**Task details**
Pull out every line of the material below that contains the string "trousers". Treat uppercase and lowercase as different.
═══ Records to process
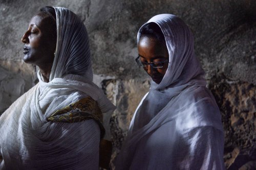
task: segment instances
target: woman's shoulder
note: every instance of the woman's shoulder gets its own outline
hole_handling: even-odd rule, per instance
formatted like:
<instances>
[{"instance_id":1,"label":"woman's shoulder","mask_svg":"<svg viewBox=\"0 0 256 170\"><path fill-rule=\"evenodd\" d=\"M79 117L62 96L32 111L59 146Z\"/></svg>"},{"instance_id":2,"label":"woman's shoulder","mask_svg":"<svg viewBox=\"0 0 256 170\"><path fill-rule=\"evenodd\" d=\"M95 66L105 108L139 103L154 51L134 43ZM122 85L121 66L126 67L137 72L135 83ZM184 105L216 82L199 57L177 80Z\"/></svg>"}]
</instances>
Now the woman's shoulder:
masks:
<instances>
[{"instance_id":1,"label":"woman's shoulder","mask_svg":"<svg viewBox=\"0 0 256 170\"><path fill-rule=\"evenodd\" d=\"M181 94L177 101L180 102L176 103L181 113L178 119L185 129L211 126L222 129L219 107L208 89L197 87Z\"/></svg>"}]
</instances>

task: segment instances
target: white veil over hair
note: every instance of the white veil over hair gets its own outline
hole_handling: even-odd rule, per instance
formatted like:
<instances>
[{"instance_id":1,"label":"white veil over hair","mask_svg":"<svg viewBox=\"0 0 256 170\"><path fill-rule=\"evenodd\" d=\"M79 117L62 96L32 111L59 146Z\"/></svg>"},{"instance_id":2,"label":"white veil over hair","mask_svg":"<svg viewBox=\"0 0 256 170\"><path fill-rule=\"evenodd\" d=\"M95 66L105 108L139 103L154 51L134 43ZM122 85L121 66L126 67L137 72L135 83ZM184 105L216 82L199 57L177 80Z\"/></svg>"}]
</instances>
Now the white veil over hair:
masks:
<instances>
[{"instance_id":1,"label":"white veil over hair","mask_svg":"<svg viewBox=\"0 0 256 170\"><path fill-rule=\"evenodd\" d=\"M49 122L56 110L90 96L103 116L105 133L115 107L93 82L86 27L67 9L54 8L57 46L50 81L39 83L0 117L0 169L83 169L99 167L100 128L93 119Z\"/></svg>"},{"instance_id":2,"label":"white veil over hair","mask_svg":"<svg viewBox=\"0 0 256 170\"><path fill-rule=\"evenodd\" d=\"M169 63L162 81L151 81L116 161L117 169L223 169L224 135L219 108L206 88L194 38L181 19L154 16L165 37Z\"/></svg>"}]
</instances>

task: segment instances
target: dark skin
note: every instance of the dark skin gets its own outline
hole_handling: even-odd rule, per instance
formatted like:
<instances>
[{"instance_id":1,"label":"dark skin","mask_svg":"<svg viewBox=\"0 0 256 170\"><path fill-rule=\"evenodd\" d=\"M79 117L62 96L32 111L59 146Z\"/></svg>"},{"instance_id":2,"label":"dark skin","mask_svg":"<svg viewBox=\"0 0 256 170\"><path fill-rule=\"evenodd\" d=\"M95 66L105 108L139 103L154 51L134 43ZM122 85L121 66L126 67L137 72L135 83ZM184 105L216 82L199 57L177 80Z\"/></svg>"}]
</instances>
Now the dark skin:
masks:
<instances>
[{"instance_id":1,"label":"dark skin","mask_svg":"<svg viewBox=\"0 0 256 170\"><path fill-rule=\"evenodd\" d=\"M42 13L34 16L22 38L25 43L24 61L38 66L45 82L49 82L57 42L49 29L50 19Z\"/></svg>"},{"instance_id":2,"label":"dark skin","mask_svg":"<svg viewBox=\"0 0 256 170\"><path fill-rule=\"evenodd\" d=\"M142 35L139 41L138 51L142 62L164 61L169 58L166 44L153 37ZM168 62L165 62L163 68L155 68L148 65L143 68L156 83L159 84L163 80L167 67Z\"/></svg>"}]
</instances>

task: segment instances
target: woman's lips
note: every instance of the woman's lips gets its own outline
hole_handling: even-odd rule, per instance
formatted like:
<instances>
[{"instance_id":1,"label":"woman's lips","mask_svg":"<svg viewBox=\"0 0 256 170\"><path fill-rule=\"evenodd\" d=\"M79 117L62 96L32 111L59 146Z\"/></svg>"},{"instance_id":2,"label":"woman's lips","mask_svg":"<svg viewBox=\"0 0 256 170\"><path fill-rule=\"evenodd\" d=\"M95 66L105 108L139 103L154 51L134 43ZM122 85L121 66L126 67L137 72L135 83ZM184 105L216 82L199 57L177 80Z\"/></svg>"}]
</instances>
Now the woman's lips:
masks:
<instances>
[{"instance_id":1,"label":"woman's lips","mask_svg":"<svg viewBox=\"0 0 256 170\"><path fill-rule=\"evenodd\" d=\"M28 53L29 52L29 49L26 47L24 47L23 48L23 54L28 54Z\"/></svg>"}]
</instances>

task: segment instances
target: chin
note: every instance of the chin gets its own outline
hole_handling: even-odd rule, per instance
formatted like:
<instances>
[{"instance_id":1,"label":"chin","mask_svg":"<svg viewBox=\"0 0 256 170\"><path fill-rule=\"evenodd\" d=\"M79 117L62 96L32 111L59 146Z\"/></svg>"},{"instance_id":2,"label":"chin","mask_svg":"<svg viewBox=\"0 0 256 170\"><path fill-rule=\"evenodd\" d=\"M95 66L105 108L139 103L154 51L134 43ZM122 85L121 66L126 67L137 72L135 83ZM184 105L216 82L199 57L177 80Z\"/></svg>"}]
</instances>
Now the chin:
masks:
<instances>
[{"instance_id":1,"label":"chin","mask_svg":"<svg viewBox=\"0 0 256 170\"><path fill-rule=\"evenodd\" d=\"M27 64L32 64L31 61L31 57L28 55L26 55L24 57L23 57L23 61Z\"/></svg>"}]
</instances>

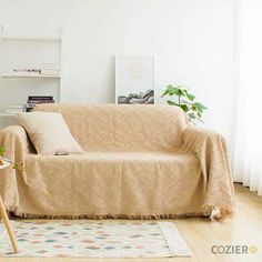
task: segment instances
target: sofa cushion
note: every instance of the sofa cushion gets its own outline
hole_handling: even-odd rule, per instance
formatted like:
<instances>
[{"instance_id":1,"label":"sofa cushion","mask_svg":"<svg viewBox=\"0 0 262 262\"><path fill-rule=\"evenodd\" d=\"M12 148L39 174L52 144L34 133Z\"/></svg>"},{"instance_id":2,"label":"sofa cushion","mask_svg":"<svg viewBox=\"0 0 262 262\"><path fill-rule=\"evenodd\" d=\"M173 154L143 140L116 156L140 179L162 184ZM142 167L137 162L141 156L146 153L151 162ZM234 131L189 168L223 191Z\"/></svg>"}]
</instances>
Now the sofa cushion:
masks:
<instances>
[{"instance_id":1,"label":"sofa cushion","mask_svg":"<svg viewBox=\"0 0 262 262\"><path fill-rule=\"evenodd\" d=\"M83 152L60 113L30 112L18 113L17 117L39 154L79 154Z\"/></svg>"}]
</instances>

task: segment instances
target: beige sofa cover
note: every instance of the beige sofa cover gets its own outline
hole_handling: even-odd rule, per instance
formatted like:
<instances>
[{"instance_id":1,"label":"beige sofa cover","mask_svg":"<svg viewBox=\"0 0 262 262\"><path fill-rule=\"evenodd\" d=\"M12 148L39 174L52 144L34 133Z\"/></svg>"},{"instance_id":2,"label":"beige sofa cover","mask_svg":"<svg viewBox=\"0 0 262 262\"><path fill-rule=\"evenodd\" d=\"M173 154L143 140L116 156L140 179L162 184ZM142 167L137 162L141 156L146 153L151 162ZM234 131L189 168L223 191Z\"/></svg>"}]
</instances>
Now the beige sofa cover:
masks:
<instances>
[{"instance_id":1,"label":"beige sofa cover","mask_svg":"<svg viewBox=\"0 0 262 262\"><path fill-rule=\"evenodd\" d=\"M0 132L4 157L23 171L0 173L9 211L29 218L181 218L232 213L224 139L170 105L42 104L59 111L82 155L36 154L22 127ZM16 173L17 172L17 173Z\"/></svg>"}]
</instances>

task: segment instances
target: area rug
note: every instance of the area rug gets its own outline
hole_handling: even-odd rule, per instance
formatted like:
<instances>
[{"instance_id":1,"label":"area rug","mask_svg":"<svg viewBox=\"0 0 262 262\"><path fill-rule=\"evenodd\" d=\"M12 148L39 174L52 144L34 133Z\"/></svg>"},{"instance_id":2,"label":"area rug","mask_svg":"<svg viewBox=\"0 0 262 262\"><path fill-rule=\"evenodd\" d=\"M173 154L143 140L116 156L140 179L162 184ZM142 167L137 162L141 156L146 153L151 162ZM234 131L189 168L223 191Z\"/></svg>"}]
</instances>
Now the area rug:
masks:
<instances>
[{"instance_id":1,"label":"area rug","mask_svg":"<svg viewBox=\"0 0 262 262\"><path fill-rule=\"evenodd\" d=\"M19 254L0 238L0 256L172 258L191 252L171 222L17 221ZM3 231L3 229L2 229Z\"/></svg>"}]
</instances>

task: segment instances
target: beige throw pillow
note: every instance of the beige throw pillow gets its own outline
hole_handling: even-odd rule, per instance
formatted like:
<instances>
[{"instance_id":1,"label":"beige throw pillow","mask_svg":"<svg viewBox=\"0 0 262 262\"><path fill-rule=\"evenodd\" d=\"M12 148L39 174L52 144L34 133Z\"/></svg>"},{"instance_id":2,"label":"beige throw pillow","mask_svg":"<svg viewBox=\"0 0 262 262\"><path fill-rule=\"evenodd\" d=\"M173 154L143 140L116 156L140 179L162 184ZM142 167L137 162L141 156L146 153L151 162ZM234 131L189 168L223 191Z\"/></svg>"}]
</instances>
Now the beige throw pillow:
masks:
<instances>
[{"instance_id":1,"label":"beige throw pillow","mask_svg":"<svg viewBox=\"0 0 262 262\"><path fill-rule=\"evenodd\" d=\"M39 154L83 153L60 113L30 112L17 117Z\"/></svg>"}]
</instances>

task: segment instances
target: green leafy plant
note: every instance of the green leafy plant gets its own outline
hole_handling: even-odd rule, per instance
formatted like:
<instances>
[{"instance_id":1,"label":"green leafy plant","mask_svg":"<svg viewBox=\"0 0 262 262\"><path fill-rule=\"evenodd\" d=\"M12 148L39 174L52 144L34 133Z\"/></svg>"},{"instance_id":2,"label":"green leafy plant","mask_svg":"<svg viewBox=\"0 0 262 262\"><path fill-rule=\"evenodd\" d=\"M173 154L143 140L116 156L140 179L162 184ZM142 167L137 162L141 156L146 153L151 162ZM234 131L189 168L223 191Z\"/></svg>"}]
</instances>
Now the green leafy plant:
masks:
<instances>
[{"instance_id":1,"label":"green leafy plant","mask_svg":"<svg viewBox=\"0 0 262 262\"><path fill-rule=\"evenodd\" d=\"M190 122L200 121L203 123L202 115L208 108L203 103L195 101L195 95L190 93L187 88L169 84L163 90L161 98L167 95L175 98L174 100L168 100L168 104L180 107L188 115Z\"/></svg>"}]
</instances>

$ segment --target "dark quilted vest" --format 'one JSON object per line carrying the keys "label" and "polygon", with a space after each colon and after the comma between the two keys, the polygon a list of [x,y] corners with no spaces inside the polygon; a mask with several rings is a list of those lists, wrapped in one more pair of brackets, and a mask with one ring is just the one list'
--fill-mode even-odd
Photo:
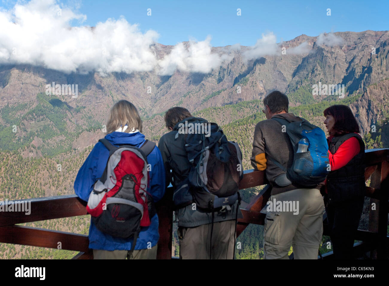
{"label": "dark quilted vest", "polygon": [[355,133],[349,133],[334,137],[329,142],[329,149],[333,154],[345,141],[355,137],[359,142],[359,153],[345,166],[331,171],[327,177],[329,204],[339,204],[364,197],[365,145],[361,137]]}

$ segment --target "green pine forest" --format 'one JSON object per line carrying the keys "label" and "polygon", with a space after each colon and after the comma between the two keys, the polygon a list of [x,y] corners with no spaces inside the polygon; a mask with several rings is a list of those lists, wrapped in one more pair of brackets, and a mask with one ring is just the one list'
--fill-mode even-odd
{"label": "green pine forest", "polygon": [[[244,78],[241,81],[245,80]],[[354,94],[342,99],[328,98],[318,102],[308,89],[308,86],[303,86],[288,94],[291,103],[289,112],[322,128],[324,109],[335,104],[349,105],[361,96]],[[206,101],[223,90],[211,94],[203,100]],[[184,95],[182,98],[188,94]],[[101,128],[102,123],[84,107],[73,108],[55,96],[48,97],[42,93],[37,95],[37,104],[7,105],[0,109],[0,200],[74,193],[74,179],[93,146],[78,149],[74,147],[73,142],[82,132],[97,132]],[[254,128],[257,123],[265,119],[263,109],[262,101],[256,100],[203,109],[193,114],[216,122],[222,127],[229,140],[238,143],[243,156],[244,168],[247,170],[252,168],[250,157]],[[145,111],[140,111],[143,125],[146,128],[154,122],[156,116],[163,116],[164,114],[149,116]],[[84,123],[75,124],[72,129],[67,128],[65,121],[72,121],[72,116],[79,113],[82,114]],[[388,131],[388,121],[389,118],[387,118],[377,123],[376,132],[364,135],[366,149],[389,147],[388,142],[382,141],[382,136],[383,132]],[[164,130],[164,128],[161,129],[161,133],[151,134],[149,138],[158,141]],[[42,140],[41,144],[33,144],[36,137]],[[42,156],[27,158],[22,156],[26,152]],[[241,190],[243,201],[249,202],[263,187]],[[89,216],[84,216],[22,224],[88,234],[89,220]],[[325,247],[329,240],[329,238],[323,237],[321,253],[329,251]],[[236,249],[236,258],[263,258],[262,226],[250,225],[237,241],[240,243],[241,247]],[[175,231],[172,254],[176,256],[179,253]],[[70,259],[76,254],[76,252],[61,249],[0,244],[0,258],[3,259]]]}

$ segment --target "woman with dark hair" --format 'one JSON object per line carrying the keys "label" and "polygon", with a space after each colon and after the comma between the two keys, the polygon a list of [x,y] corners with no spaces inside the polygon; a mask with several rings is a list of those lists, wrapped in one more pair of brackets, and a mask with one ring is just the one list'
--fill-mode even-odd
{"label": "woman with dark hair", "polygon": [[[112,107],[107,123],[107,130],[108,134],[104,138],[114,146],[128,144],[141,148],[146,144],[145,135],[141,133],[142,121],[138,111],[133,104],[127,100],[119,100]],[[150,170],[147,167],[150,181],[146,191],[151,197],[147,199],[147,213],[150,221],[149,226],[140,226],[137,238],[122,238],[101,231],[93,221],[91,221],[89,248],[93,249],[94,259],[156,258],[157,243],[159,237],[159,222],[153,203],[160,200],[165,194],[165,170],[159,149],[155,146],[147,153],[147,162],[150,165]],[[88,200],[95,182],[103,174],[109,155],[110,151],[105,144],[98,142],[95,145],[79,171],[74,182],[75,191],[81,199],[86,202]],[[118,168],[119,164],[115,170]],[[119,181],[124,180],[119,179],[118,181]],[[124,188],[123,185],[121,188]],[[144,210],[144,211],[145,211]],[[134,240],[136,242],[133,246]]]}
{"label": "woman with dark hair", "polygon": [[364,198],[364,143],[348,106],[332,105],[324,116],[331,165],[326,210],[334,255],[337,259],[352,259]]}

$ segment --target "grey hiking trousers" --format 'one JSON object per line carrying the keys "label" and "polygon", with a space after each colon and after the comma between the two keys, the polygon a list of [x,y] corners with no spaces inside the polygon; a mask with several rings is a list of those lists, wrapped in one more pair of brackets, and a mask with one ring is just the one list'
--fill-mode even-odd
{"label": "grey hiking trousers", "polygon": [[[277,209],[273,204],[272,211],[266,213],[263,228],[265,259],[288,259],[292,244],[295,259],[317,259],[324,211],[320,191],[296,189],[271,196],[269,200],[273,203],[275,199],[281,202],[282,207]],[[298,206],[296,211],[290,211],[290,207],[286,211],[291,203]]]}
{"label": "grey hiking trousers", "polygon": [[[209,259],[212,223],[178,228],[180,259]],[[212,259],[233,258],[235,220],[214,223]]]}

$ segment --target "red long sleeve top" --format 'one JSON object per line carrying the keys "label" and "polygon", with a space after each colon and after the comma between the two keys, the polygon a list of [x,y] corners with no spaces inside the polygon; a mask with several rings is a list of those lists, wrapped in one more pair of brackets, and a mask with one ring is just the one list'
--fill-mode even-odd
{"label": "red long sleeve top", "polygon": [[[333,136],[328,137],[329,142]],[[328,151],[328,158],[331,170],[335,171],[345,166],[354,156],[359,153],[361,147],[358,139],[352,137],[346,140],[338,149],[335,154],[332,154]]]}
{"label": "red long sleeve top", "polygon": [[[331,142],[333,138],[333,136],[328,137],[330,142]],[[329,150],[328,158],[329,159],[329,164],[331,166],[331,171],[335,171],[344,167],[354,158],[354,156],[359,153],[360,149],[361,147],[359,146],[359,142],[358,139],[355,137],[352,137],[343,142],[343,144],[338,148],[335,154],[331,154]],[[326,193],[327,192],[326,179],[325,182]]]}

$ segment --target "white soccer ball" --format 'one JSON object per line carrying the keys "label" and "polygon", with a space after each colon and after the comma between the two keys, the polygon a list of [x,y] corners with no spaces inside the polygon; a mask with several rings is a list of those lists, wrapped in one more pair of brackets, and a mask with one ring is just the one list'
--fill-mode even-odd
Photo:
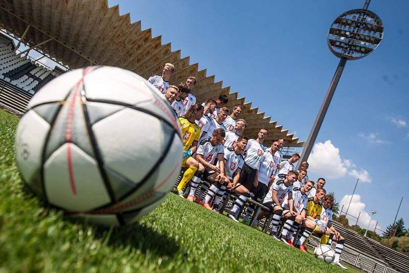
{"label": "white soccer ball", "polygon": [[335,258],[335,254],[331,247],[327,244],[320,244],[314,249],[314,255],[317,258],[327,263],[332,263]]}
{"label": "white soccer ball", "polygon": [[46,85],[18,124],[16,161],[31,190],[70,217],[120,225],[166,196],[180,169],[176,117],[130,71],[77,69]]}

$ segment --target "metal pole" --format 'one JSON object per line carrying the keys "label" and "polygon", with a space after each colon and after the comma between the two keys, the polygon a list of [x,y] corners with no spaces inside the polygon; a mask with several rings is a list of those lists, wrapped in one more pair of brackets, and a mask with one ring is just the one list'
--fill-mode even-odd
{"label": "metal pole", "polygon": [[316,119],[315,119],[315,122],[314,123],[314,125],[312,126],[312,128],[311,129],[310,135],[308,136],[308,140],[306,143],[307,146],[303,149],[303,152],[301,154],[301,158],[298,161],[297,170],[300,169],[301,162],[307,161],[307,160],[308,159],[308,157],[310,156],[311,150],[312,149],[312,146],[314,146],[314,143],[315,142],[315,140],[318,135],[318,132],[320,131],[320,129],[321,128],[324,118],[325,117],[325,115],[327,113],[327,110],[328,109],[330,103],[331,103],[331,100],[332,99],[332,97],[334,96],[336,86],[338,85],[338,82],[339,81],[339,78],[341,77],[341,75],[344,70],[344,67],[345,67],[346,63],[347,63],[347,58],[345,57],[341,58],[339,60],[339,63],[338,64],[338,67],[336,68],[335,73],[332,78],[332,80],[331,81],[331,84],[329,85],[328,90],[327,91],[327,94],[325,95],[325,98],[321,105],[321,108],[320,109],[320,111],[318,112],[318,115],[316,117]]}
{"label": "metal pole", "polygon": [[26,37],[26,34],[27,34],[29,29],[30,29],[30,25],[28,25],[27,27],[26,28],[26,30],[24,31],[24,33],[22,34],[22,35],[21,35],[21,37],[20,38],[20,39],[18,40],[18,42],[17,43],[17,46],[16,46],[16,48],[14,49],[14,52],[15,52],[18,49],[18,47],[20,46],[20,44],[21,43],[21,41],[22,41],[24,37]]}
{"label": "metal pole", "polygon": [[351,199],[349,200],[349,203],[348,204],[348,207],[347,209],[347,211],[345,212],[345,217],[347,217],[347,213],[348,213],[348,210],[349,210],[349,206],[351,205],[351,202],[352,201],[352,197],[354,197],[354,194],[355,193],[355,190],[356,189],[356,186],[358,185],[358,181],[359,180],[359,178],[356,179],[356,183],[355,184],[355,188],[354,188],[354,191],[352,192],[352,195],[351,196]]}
══════
**Solved exercise**
$ segment --target "grey hiking trousers" --format 'one JSON object per line carrying the keys "label" and "polygon", with a space after each colon and after the comma between the two keys, the polygon a list of [x,y] corners with no spaces inside the polygon; a mask with several rings is a list of those lists, wrapped in one more pair of brackets, and a mask with one ring is just the one list'
{"label": "grey hiking trousers", "polygon": [[[277,209],[273,204],[272,211],[266,213],[263,228],[265,259],[288,259],[292,244],[295,259],[317,259],[324,211],[320,191],[296,189],[271,196],[269,200],[273,203],[275,199],[281,202],[282,207]],[[298,206],[296,211],[290,211],[290,207],[286,211],[291,203]]]}
{"label": "grey hiking trousers", "polygon": [[[209,259],[212,223],[178,228],[180,259]],[[212,259],[233,258],[235,220],[214,223]]]}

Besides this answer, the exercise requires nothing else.